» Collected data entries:

# # # # #

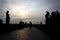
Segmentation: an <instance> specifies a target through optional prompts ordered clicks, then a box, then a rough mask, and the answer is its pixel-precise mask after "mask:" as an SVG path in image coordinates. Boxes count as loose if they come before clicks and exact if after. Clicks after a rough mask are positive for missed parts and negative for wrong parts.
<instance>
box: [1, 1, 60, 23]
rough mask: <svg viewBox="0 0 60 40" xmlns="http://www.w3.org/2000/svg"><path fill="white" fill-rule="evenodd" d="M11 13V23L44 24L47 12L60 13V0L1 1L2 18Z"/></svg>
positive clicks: (10, 15)
mask: <svg viewBox="0 0 60 40" xmlns="http://www.w3.org/2000/svg"><path fill="white" fill-rule="evenodd" d="M7 10H9V11H10V13H9V14H10V17H11V23H18V22H19V21H20V20H24V21H27V22H29V21H32V22H33V23H34V22H40V21H42V22H43V23H44V20H45V18H44V17H45V16H44V15H45V14H46V11H50V12H51V11H56V10H59V11H60V0H0V18H1V19H3V21H4V22H5V12H6V11H7Z"/></svg>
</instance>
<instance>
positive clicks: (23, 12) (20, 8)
mask: <svg viewBox="0 0 60 40" xmlns="http://www.w3.org/2000/svg"><path fill="white" fill-rule="evenodd" d="M19 14H20V15H21V16H25V15H26V9H24V8H20V9H19Z"/></svg>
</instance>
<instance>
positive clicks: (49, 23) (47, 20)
mask: <svg viewBox="0 0 60 40" xmlns="http://www.w3.org/2000/svg"><path fill="white" fill-rule="evenodd" d="M45 18H46V20H45V23H46V24H50V13H49V12H48V11H46V15H45Z"/></svg>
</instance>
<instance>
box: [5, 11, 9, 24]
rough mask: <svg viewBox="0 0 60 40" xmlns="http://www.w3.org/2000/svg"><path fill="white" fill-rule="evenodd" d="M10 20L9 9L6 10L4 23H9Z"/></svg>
mask: <svg viewBox="0 0 60 40" xmlns="http://www.w3.org/2000/svg"><path fill="white" fill-rule="evenodd" d="M9 22H10V16H9V11H7V12H6V24H9Z"/></svg>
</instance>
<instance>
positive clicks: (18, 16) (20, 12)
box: [13, 6, 28, 18]
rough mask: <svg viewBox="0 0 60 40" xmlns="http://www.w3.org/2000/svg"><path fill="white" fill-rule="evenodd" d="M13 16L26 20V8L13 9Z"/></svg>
mask: <svg viewBox="0 0 60 40" xmlns="http://www.w3.org/2000/svg"><path fill="white" fill-rule="evenodd" d="M13 10H14V12H15V15H16V16H17V17H20V18H27V12H28V10H27V7H26V6H18V7H15V8H14V9H13Z"/></svg>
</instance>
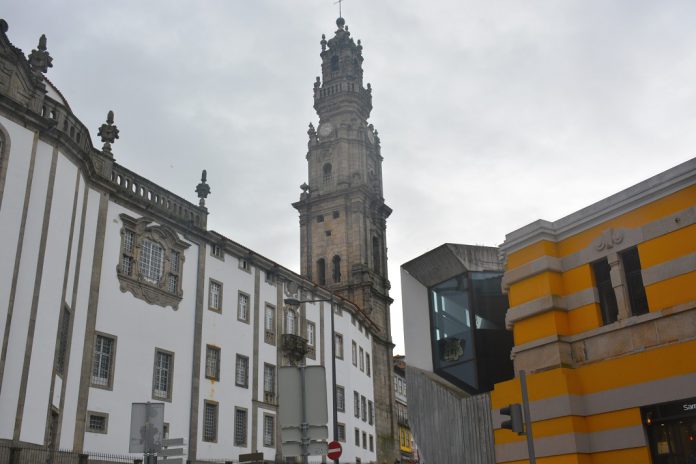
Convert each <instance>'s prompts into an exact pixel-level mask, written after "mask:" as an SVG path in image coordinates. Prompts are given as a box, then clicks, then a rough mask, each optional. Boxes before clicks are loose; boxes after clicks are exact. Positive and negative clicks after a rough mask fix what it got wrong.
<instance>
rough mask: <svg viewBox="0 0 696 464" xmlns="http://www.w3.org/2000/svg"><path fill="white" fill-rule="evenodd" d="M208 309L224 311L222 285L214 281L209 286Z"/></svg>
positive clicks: (208, 288)
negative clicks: (222, 292)
mask: <svg viewBox="0 0 696 464" xmlns="http://www.w3.org/2000/svg"><path fill="white" fill-rule="evenodd" d="M208 309H210V310H212V311H217V312H220V311H222V283H220V282H218V281H216V280H212V279H211V280H210V284H209V286H208Z"/></svg>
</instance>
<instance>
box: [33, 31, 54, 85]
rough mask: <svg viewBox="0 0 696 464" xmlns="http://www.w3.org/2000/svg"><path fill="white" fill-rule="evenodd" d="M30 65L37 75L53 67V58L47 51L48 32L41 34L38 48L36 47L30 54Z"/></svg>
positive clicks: (39, 39)
mask: <svg viewBox="0 0 696 464" xmlns="http://www.w3.org/2000/svg"><path fill="white" fill-rule="evenodd" d="M29 66H31V70H32V71H34V74H36V75H41V74H43V73H45V72H46V71H48V68H52V67H53V58H51V55H49V54H48V52H47V51H46V34H42V35H41V38H40V39H39V46H38V50H37V49H34V50H32V51H31V53H30V54H29Z"/></svg>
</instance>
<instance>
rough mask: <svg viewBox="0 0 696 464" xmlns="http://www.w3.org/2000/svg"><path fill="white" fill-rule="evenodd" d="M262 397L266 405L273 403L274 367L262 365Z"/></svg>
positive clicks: (273, 390)
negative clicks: (262, 380) (264, 401)
mask: <svg viewBox="0 0 696 464" xmlns="http://www.w3.org/2000/svg"><path fill="white" fill-rule="evenodd" d="M263 396H264V401H265V402H266V403H275V366H274V365H272V364H265V363H264V365H263Z"/></svg>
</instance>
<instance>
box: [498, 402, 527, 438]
mask: <svg viewBox="0 0 696 464" xmlns="http://www.w3.org/2000/svg"><path fill="white" fill-rule="evenodd" d="M500 415H501V416H508V417H510V419H508V420H505V421H503V422H502V423H501V424H500V428H503V429H509V430H512V431H513V432H515V433H517V435H524V421H523V420H522V406H521V405H520V404H518V403H515V404H508V405H507V406H505V407H504V408H500Z"/></svg>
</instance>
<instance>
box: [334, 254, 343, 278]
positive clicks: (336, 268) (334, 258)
mask: <svg viewBox="0 0 696 464" xmlns="http://www.w3.org/2000/svg"><path fill="white" fill-rule="evenodd" d="M332 263H333V278H334V282H340V281H341V257H340V256H338V255H336V256H334V257H333V260H332Z"/></svg>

# # # # #

» Problem description: Could you repeat each line above exactly as written? Omit the pictures.

» Response:
Segmentation: an <instance> specifies a target through optional prompts ordered clicks, then a box, then a rough mask, and the answer is its pixel-precise mask after "mask:" as an SVG path in image coordinates. Boxes count as loose if they come before clicks and exact if after. Clicks after a rough mask are positive for missed parts and negative for wrong parts.
<instance>
box: [1, 1, 60, 23]
rough mask: <svg viewBox="0 0 60 40" xmlns="http://www.w3.org/2000/svg"><path fill="white" fill-rule="evenodd" d="M11 13V23L44 24L47 12L60 13V0L1 1L2 18Z"/></svg>
positive clicks: (10, 15)
mask: <svg viewBox="0 0 60 40" xmlns="http://www.w3.org/2000/svg"><path fill="white" fill-rule="evenodd" d="M7 10H9V11H10V13H9V14H10V17H11V23H18V22H19V21H20V20H24V21H27V22H29V21H32V22H33V23H34V22H40V21H42V22H43V23H44V20H45V18H44V17H45V16H44V15H45V14H46V11H50V12H51V11H56V10H59V11H60V0H0V18H1V19H3V21H4V22H5V12H6V11H7Z"/></svg>
</instance>
<instance>
positive clicks: (23, 12) (20, 8)
mask: <svg viewBox="0 0 60 40" xmlns="http://www.w3.org/2000/svg"><path fill="white" fill-rule="evenodd" d="M19 14H20V15H21V16H25V15H26V9H24V8H20V9H19Z"/></svg>
</instance>
<instance>
positive clicks: (49, 23) (47, 20)
mask: <svg viewBox="0 0 60 40" xmlns="http://www.w3.org/2000/svg"><path fill="white" fill-rule="evenodd" d="M45 18H46V20H45V23H46V24H50V13H49V12H48V11H46V15H45Z"/></svg>
</instance>
<instance>
box: [5, 11, 9, 24]
rough mask: <svg viewBox="0 0 60 40" xmlns="http://www.w3.org/2000/svg"><path fill="white" fill-rule="evenodd" d="M10 20L9 9L6 10L4 23H9Z"/></svg>
mask: <svg viewBox="0 0 60 40" xmlns="http://www.w3.org/2000/svg"><path fill="white" fill-rule="evenodd" d="M9 22H10V16H9V11H7V12H6V24H9Z"/></svg>
</instance>
<instance>
positive clicks: (18, 16) (20, 12)
box: [13, 6, 28, 18]
rough mask: <svg viewBox="0 0 60 40" xmlns="http://www.w3.org/2000/svg"><path fill="white" fill-rule="evenodd" d="M13 16L26 20V8L13 9Z"/></svg>
mask: <svg viewBox="0 0 60 40" xmlns="http://www.w3.org/2000/svg"><path fill="white" fill-rule="evenodd" d="M13 10H14V12H15V15H16V16H17V17H20V18H27V12H28V10H27V7H26V6H18V7H15V8H14V9H13Z"/></svg>
</instance>
Convert each <instance>'s prompts into an exact pixel-level mask, written after "mask:" as an SVG path in image coordinates. Prompts are given as a box, then clicks, then a rough mask, each optional. Boxes before clicks are loose; boxes after clicks are exact. Positive and negative clicks after a rough mask fix what it got wrong.
<instance>
rough mask: <svg viewBox="0 0 696 464" xmlns="http://www.w3.org/2000/svg"><path fill="white" fill-rule="evenodd" d="M208 309L224 311L222 285L214 281L209 286Z"/></svg>
positive clicks: (208, 288)
negative clicks: (222, 292)
mask: <svg viewBox="0 0 696 464" xmlns="http://www.w3.org/2000/svg"><path fill="white" fill-rule="evenodd" d="M208 309H210V310H212V311H217V312H220V311H222V283H220V282H218V281H216V280H212V279H211V280H210V284H209V286H208Z"/></svg>
</instance>
<instance>
box: [33, 31, 54, 85]
rough mask: <svg viewBox="0 0 696 464" xmlns="http://www.w3.org/2000/svg"><path fill="white" fill-rule="evenodd" d="M30 65L37 75L53 67V58L47 51L48 32L41 34L38 48L36 47L30 54Z"/></svg>
positive clicks: (39, 39)
mask: <svg viewBox="0 0 696 464" xmlns="http://www.w3.org/2000/svg"><path fill="white" fill-rule="evenodd" d="M29 66H31V70H32V71H34V74H36V75H41V74H43V73H45V72H46V71H48V68H52V67H53V58H51V55H49V54H48V52H47V51H46V34H42V35H41V38H40V39H39V46H38V50H37V49H34V50H32V51H31V53H30V54H29Z"/></svg>
</instance>
<instance>
rough mask: <svg viewBox="0 0 696 464" xmlns="http://www.w3.org/2000/svg"><path fill="white" fill-rule="evenodd" d="M262 397L266 405L273 403L274 367L262 365Z"/></svg>
positive clicks: (273, 390)
negative clicks: (262, 380) (264, 401)
mask: <svg viewBox="0 0 696 464" xmlns="http://www.w3.org/2000/svg"><path fill="white" fill-rule="evenodd" d="M263 396H264V401H265V402H266V403H275V366H274V365H272V364H265V363H264V365H263Z"/></svg>
</instance>
<instance>
box: [498, 402, 527, 438]
mask: <svg viewBox="0 0 696 464" xmlns="http://www.w3.org/2000/svg"><path fill="white" fill-rule="evenodd" d="M500 415H501V416H508V417H510V419H508V420H505V421H503V422H502V423H501V424H500V428H503V429H509V430H512V431H513V432H515V433H517V435H524V421H523V420H522V406H521V405H520V404H518V403H515V404H508V405H507V406H505V407H504V408H500Z"/></svg>
</instance>
<instance>
box: [334, 254, 343, 278]
positive clicks: (336, 268) (334, 258)
mask: <svg viewBox="0 0 696 464" xmlns="http://www.w3.org/2000/svg"><path fill="white" fill-rule="evenodd" d="M332 263H333V278H334V282H340V281H341V257H340V256H338V255H336V256H334V257H333V260H332Z"/></svg>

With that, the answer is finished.